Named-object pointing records
◆ ◆ ◆

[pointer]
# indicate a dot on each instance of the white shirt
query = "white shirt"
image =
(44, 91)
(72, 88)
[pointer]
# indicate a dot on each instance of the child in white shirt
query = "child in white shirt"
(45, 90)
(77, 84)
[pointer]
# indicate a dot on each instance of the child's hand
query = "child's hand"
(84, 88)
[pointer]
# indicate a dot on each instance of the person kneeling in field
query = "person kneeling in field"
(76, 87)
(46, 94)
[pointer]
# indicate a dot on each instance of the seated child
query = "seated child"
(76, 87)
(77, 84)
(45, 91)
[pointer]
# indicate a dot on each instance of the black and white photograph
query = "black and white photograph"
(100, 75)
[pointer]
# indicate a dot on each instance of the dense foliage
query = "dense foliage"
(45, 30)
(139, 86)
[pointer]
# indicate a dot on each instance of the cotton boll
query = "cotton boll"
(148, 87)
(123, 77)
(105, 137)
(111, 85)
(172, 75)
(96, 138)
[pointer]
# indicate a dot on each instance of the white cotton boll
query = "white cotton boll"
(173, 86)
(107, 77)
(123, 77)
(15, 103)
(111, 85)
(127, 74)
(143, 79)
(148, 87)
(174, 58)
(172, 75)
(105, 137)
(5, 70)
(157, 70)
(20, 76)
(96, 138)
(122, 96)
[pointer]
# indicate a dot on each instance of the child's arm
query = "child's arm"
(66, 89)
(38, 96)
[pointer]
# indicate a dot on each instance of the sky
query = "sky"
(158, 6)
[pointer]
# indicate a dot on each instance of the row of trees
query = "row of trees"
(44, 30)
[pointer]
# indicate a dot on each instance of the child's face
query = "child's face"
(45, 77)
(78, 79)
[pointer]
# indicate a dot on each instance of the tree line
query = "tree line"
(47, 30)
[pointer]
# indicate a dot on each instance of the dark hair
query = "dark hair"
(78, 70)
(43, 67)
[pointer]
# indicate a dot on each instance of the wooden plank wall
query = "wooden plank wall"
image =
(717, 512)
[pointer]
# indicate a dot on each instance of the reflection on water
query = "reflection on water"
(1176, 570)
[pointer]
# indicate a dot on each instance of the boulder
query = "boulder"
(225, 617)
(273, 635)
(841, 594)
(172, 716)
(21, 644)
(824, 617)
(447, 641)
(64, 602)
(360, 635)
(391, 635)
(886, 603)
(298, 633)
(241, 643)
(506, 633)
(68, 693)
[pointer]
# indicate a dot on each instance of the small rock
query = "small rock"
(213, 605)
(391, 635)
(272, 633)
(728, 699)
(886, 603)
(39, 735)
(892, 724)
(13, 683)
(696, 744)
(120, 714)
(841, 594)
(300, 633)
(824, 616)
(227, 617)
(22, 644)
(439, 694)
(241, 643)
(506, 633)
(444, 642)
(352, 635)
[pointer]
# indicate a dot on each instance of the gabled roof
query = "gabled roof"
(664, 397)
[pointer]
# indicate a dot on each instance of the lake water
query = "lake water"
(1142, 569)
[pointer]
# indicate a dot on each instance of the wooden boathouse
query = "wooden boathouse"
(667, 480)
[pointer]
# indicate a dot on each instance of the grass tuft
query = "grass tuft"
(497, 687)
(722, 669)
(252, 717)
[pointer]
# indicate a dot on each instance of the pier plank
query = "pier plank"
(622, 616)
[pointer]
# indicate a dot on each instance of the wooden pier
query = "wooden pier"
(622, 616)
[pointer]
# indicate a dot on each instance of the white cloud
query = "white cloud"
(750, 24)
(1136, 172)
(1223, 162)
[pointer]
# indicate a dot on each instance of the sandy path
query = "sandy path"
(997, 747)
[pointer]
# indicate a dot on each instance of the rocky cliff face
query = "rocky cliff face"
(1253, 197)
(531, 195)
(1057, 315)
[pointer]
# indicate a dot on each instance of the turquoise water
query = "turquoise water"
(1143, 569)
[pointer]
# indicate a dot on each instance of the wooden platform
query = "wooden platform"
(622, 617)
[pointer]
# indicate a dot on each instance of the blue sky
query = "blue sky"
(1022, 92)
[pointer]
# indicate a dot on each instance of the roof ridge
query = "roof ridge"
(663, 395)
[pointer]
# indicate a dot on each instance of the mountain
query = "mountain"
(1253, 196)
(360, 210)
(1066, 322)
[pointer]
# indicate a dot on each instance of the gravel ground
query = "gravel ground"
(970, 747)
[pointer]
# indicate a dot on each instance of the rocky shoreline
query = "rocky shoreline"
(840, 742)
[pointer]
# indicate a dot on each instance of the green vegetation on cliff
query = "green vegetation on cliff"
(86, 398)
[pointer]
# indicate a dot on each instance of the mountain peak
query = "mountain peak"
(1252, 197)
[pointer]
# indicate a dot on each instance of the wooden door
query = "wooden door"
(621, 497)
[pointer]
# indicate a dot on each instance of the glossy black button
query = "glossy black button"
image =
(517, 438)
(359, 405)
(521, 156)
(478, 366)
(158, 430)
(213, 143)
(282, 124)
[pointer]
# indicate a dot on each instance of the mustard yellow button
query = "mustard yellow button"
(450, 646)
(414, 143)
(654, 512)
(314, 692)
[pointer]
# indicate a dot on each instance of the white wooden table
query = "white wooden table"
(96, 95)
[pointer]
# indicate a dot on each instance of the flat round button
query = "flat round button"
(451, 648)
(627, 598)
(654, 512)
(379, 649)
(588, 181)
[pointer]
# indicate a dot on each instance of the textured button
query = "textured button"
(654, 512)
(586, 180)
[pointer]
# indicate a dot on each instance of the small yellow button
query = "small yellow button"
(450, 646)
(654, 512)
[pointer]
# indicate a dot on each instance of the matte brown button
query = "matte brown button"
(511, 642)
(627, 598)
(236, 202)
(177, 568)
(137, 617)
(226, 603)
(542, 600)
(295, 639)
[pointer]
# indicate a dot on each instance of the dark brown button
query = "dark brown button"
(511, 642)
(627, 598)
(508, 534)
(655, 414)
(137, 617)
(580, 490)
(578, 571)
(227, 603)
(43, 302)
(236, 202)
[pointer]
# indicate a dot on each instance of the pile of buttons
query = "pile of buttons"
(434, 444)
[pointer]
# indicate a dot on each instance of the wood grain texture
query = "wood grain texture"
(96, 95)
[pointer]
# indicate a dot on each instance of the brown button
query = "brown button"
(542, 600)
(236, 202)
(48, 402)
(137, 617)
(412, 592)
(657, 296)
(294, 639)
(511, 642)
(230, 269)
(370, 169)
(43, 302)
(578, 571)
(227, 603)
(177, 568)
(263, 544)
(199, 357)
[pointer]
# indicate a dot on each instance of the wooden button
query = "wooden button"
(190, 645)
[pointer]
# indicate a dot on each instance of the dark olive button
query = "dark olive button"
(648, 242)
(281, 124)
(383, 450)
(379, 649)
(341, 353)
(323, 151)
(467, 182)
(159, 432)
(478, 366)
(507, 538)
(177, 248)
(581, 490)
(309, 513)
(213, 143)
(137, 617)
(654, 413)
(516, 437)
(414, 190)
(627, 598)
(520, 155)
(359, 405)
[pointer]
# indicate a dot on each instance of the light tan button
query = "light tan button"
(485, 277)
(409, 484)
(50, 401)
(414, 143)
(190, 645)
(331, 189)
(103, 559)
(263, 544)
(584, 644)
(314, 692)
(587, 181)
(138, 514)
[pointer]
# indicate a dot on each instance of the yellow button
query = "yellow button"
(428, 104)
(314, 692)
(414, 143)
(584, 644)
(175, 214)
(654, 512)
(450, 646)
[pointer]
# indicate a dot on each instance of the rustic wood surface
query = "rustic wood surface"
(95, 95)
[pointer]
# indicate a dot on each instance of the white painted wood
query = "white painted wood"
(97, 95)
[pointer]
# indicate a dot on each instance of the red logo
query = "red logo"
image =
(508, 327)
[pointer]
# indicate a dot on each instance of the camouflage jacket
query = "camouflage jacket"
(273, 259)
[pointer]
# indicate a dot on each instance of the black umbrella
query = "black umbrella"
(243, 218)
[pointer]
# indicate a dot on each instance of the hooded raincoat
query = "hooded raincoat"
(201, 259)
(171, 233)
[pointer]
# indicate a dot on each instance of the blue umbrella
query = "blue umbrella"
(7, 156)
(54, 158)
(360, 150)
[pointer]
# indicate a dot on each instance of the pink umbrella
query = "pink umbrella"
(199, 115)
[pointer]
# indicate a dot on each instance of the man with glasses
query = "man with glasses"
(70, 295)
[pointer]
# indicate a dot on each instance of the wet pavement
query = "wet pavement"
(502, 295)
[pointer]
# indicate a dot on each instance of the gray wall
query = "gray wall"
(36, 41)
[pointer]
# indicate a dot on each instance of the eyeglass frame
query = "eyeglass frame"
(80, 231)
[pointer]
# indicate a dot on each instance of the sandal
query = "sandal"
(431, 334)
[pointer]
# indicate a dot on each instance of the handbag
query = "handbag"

◆ ◆ ◆

### Aim
Return each line from the entries above that includes the string "logo".

### Result of this exercise
# indicate a dot on each instance of the red logo
query = "red logo"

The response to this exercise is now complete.